### TASK GOAL
Print all entries precisely as they are written.

====================

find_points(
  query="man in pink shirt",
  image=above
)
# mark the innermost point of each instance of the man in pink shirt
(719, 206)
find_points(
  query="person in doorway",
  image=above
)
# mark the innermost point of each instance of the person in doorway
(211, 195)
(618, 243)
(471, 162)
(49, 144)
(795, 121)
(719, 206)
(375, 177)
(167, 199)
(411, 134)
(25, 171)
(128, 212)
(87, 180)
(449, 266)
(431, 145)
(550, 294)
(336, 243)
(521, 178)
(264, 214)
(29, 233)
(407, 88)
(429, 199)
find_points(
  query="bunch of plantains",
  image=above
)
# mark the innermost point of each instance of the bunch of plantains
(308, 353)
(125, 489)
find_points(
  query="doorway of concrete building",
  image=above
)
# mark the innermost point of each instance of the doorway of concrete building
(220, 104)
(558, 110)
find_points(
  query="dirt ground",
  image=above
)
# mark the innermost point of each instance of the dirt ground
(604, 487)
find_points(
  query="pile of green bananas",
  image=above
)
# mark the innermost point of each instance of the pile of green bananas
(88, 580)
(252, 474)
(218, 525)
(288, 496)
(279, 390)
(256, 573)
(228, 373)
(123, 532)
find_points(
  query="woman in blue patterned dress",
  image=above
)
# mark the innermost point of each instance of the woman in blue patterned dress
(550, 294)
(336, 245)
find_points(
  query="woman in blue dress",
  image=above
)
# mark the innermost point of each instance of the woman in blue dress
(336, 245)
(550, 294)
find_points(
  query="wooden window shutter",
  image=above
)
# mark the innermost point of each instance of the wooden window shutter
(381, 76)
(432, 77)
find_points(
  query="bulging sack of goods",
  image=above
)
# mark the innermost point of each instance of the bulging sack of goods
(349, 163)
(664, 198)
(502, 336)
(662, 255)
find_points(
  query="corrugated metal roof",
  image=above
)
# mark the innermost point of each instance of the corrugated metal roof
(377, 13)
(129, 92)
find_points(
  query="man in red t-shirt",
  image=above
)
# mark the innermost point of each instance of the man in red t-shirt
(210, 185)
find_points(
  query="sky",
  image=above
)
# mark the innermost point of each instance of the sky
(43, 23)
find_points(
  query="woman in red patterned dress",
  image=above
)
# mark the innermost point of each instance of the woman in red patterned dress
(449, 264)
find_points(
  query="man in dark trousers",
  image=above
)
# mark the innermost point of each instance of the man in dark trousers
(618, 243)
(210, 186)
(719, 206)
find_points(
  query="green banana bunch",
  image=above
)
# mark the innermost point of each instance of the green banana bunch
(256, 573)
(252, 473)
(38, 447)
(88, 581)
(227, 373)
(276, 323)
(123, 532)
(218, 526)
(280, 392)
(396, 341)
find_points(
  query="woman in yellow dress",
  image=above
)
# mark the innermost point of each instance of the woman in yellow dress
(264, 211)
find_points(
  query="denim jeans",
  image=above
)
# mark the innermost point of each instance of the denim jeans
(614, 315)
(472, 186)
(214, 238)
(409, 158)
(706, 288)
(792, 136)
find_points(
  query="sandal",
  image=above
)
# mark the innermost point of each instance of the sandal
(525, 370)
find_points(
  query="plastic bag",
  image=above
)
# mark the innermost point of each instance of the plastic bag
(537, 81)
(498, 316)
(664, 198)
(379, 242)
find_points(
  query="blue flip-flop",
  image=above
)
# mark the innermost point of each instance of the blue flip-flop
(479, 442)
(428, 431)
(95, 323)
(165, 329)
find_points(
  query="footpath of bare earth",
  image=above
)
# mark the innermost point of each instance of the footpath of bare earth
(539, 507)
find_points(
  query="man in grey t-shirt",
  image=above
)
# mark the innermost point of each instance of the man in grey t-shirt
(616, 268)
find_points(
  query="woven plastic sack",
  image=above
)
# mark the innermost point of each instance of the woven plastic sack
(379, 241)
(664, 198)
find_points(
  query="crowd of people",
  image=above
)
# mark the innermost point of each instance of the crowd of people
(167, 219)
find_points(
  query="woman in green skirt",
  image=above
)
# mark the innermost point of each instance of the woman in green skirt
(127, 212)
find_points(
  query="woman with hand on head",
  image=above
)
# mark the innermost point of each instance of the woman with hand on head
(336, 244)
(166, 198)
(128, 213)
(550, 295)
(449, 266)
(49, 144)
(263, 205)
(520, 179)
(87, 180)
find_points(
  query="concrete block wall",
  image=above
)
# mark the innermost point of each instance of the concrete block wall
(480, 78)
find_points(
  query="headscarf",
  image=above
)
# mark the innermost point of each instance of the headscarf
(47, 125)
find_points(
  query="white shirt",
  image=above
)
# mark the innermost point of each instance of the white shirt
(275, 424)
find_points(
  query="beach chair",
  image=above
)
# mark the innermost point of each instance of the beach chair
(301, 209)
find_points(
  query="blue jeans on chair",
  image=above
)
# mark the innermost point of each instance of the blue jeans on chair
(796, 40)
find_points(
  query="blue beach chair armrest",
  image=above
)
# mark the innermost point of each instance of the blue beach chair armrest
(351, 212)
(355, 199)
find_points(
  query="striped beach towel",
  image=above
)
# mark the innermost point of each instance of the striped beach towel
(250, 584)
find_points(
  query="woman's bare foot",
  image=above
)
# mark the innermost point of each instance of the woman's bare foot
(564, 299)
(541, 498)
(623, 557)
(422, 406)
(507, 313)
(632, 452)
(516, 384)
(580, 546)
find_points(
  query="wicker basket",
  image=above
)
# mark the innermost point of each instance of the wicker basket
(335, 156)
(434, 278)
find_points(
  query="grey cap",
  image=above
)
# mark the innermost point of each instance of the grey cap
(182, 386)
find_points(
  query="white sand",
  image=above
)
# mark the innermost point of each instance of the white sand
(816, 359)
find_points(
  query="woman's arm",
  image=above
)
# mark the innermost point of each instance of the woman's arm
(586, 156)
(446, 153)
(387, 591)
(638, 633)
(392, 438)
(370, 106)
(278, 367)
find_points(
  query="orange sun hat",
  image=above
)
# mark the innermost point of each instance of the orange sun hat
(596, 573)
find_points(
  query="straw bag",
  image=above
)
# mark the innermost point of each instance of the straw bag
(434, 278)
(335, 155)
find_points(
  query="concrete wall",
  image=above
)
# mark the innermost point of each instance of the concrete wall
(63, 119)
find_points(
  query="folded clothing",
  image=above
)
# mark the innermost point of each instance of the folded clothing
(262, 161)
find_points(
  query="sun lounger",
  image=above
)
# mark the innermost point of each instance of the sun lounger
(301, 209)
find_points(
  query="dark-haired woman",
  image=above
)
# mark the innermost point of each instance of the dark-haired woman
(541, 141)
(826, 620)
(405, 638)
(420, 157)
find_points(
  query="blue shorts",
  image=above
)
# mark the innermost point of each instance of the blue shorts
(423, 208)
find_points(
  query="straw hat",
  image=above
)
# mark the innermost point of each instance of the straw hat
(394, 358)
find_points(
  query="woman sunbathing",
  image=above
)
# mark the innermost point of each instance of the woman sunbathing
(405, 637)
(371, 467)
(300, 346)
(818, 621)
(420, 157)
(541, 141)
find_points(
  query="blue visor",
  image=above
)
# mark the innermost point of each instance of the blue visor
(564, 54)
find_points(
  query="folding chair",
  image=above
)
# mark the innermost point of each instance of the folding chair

====================

### REPLY
find_points(
  query="man in pink shirt",
  image=above
)
# mark the innermost point of each instance of the man in pink shirt
(719, 206)
find_points(
  query="person in doorway",
  image=above
)
# mark the innermost point of each instance of the person in doorway
(211, 195)
(618, 243)
(471, 162)
(49, 144)
(795, 121)
(719, 206)
(375, 177)
(167, 199)
(411, 134)
(25, 171)
(128, 212)
(87, 180)
(449, 266)
(431, 145)
(550, 294)
(336, 243)
(521, 178)
(264, 214)
(29, 233)
(407, 88)
(429, 199)
find_points(
  query="bunch of plantains",
  image=above
)
# mark the innermost point of each instance of the bunch of plantains
(308, 353)
(125, 489)
find_points(
  query="doorway of concrete building",
  image=above
)
# mark the innermost point of each instance of the doorway of concrete building
(220, 104)
(558, 110)
find_points(
  query="dirt ground",
  image=above
)
# mark the innermost point of each instance of the dirt ground
(604, 487)
find_points(
  query="pile of green bananas",
  image=above
)
# mark the innermost point of each instance of the pile of green bananas
(88, 580)
(252, 474)
(218, 525)
(288, 496)
(279, 390)
(256, 573)
(228, 373)
(123, 532)
find_points(
  query="woman in blue patterned dress",
  image=above
)
# mark the innermost point of each instance of the woman in blue patterned dress
(550, 294)
(336, 245)
find_points(
  query="woman in blue dress",
  image=above
)
# mark the innermost point of each instance of the woman in blue dress
(336, 245)
(550, 294)
find_points(
  query="wooden window shutter",
  image=above
)
# mark the innermost point of each instance of the wooden window shutter
(381, 76)
(432, 77)
find_points(
  query="bulging sack of goods",
  image=above
)
# mark the innermost point of each instance of the bulging sack of goods
(349, 163)
(664, 198)
(502, 336)
(662, 255)
find_points(
  query="corrugated metal roof",
  image=above
)
# mark the innermost point of each instance of the corrugated metal roof
(377, 13)
(129, 92)
find_points(
  query="man in red t-shirt",
  image=above
)
# mark the innermost point of each instance of the man in red t-shirt
(210, 185)
find_points(
  query="sky",
  image=above
)
# mark the innermost point of each instance of the sky
(43, 23)
find_points(
  query="woman in red patterned dress",
  image=above
)
# mark the innermost point of each instance of the woman in red patterned dress
(449, 264)
find_points(
  query="man in dark trousers",
  image=above
)
# mark the innermost point of each instance of the man in dark trousers
(618, 243)
(210, 186)
(719, 206)
find_points(
  query="green banana bunch",
  image=above
)
# mark the innermost point of each instance of the green banana bunch
(256, 573)
(252, 473)
(38, 447)
(88, 581)
(227, 373)
(276, 323)
(123, 532)
(218, 526)
(280, 392)
(396, 341)
find_points(
  query="woman in yellow dress",
  image=above
)
# mark the innermost point of each instance of the woman in yellow dress
(264, 211)
find_points(
  query="denim jeans",
  image=above
)
# mark the innermost point of each instance of the denim jeans
(614, 315)
(472, 186)
(214, 238)
(409, 158)
(706, 288)
(792, 136)
find_points(
  query="sandal",
  image=above
)
# mark the innermost point of each instance of the sandal
(525, 370)
find_points(
  query="plastic bag",
  image=above
)
# mark the innermost point of each instance of the plastic bag
(537, 81)
(498, 316)
(664, 198)
(379, 242)
find_points(
  query="blue flip-flop",
  image=above
)
# mark the innermost point of each instance of the blue flip-flop
(479, 442)
(428, 431)
(95, 323)
(165, 329)
find_points(
  query="footpath of bare earth",
  image=above
)
# mark the innermost point of each instance of the footpath of bare earth
(539, 507)
find_points(
  query="man in grey t-shirt",
  image=above
)
# mark the innermost point of each instance of the man in grey t-shirt
(616, 268)
find_points(
  query="woven plastic sack",
  image=above
)
# mark the innermost point of each instance of the woven plastic sack
(379, 241)
(664, 198)
find_points(
  query="crowd of people",
  image=above
)
# mark the innermost point of each instance of the crowd of people
(167, 219)
find_points(
  query="woman in green skirt",
  image=above
)
# mark the innermost point of each instance of the woman in green skirt
(127, 212)
find_points(
  query="woman with hand on head",
  image=above
)
# mark the innermost point of each instance of the woman with hand on head
(336, 244)
(166, 198)
(128, 213)
(550, 295)
(449, 266)
(49, 144)
(263, 205)
(520, 179)
(87, 180)
find_points(
  query="concrete block wall",
  image=above
)
# mark the innermost point of each instance of the concrete block wall
(480, 78)
find_points(
  query="headscarf",
  image=above
)
# mark the innermost point of each instance of the headscarf
(47, 125)
find_points(
  query="white shirt",
  image=above
)
# mark the innermost point of each instance of the white shirt
(275, 424)
find_points(
  query="beach chair",
  image=above
)
# mark the innermost point of each instance of the beach chair
(301, 209)
find_points(
  query="blue jeans on chair",
  image=above
)
# mark the innermost point of each instance of the blue jeans on chair
(796, 40)
find_points(
  query="blue beach chair armrest",
  image=above
)
# mark the innermost point of each instance of the blue beach chair armrest
(351, 212)
(355, 199)
find_points(
  query="striped beach towel",
  image=above
)
# mark the innermost point of each instance of the striped beach towel
(250, 584)
find_points(
  query="woman's bare foot",
  image=above
)
# mark the innermost point of each instance of the woman's bare foot
(564, 299)
(541, 498)
(623, 557)
(422, 406)
(507, 313)
(632, 452)
(516, 384)
(580, 546)
find_points(
  query="wicker basket",
  image=above
)
# mark the innermost point of each instance of the wicker basket
(335, 156)
(434, 278)
find_points(
  query="grey cap",
  image=above
)
# mark the innermost point of each instance of the grey cap
(182, 386)
find_points(
  query="white sand",
  image=above
)
# mark the innermost point of each instance of the white sand
(816, 359)
find_points(
  query="woman's arm",
  image=above
)
# mark the innermost point of each instance of the woman's arm
(586, 156)
(446, 153)
(387, 591)
(638, 633)
(392, 438)
(370, 106)
(278, 367)
find_points(
  query="orange sun hat",
  image=above
)
# mark the innermost point of each instance of the orange sun hat
(596, 573)
find_points(
  query="straw bag",
  image=above
)
# mark the innermost point of each instance of the straw bag
(434, 278)
(335, 155)
find_points(
  query="concrete wall",
  image=above
)
# mark the innermost point of each instance of the concrete wall
(63, 119)
find_points(
  query="folded clothing",
  image=above
)
# mark the innermost point of each instance of the folded clothing
(262, 161)
find_points(
  query="sun lounger",
  image=above
)
# mark the innermost point of each instance of the sun lounger
(301, 209)
find_points(
  query="dark-haired woman",
  image=above
)
# mark the innermost point of each instance of the dark-haired woman
(541, 141)
(826, 620)
(405, 638)
(420, 157)
find_points(
  query="blue shorts",
  image=above
)
# mark the innermost point of each instance of the blue shorts
(423, 208)
find_points(
  query="straw hat",
  image=above
)
# mark the innermost point of each instance of the straw hat
(394, 358)
find_points(
  query="woman sunbathing",
  image=above
)
# mark the innermost point of each instance of the woman sunbathing
(405, 637)
(371, 467)
(300, 346)
(818, 621)
(420, 157)
(541, 141)
find_points(
  query="blue visor",
  image=above
)
# mark the innermost point of each instance of the blue visor
(564, 54)
find_points(
  query="folding chair",
  image=above
)
# mark the innermost point of each instance of the folding chair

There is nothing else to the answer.